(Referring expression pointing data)

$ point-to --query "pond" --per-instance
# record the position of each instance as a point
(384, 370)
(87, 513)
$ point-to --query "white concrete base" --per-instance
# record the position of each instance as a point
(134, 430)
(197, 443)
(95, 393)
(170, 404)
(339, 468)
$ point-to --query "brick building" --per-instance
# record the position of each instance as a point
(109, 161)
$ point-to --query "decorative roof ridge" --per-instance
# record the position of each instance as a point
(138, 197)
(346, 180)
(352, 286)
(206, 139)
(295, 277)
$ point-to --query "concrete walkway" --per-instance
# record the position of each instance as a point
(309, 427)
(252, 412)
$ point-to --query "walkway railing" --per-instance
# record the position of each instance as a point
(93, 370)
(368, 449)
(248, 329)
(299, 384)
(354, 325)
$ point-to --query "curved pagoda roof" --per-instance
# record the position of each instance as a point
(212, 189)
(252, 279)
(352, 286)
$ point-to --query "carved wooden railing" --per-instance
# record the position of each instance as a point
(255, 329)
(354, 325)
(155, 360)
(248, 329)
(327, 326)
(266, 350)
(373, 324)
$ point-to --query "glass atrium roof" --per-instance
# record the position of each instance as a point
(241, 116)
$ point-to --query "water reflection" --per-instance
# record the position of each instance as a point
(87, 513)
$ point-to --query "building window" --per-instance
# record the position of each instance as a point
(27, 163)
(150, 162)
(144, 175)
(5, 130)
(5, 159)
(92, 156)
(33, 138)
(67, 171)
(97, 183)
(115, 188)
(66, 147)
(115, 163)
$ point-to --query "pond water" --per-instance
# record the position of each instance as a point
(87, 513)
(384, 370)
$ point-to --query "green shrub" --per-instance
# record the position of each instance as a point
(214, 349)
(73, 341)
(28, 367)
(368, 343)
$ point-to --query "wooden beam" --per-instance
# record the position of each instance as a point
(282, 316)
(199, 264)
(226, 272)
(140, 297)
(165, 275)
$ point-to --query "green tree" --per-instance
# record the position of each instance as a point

__WORK INSTRUCTION__. Look through the entries and give the number of lines containing the word "roof". Add nothing else.

__COMPLETED EXERCISE__. 3